Down to the final line, print each entry exactly.

*RECORDS*:
+---+
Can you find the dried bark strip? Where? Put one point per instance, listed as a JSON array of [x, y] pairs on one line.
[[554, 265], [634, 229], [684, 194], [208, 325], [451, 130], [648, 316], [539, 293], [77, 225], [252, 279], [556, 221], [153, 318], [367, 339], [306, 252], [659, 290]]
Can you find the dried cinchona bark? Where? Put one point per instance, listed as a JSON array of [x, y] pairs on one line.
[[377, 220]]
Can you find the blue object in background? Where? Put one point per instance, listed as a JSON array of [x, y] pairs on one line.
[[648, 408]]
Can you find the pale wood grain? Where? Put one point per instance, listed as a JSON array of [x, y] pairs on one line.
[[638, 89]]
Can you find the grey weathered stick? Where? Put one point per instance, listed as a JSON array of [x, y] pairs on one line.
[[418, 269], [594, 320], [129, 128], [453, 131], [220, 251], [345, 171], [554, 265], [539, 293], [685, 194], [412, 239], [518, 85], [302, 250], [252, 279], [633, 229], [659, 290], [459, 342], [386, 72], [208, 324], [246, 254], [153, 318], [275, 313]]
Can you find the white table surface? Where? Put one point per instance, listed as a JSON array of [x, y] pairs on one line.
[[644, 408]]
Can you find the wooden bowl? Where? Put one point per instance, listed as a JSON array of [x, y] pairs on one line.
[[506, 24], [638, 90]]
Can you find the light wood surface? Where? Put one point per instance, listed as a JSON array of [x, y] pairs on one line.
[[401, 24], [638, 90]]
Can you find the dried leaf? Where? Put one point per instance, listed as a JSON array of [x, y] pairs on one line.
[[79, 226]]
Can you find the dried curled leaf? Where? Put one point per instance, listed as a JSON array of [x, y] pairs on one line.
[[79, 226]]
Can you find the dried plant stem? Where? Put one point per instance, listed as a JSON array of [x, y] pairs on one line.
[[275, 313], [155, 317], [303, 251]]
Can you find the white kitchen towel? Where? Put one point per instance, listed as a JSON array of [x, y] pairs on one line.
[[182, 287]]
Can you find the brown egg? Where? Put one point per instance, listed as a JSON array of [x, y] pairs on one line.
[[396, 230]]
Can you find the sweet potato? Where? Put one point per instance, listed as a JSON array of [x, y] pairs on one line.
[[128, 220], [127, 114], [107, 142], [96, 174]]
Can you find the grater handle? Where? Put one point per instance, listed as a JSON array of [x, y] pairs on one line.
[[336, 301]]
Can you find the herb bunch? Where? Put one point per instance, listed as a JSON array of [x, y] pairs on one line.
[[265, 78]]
+---+
*ANSWER FOR THE TASK*:
Can you find the dried bark strip? Where? Put one point per instance, listed as a JSON array of [x, y] pairs on one line.
[[554, 265], [634, 229], [684, 194], [208, 325], [451, 130], [648, 316], [539, 293], [77, 225], [252, 279], [556, 221], [153, 318], [367, 339], [306, 252], [659, 290]]
Can you find the dried cinchona bark? Where? Put one point per instance, listed as a JSON array of [x, y] pairs on one line.
[[377, 220]]
Can you find the blue object in background? Where? Put one point per instance, listed as a JSON array of [x, y] pairs on one line.
[[648, 408]]
Can you find the pale wood grain? Where? Put one point per instance, listed as a JSON array of [x, y] pairs on one line.
[[638, 89]]
Can you find the grey weathered stick? Where? Put one point per instance, listed as a JSON array of [x, y] pairs on one line.
[[418, 269], [594, 320], [129, 128], [453, 131], [220, 251], [345, 171], [554, 265], [539, 293], [685, 194], [412, 239], [518, 85], [302, 250], [252, 279], [633, 229], [659, 290], [459, 342], [386, 72], [208, 324], [246, 254], [153, 318], [275, 313]]
Can you find the white table surface? Where? Put one point per instance, listed as a JSON array of [x, y] pairs on one line.
[[644, 408]]
Can you find the wooden bowl? Where? Put one point per instance, listed as a JSON array of [x, y] pairs on one line.
[[506, 24], [638, 90]]
Can you find the light wood surface? Where? Put one point per instance, listed as a JSON array of [x, y] pairs on one line.
[[401, 24], [638, 90]]
Can you find the dried leaf? Where? Put one point per instance, listed as a JSON array of [x, y] pairs on one line.
[[79, 226]]
Can you find the dried curled leaf? Where? Put one point per instance, listed as a JSON array of [x, y] pairs on one line.
[[79, 226]]
Can you find the dried plant stem? Where? Put one point per instance, listed as a JSON array of [x, y] pairs on one line.
[[275, 313], [155, 317], [303, 251]]
Can you find the white kitchen towel? Where? Put one point per instance, listed as a JSON array of [x, y] pairs on one line.
[[182, 287]]
Can you find the brown egg? Where? Put one point per instance, listed as a JSON array of [x, y] pairs on one line.
[[396, 230]]
Can you find the sweet potato? Where? Put one point per instance, listed as a JSON array of [x, y] pairs on one line.
[[128, 220], [127, 114], [107, 142], [96, 174]]
Can you find the grater handle? Where? Put one point per instance, listed as a JSON array of [x, y] pairs on one line.
[[336, 301]]
Can you find the herb bunch? Where? Put one point per instance, listed as a JSON array of [x, y] pairs on one line.
[[265, 78]]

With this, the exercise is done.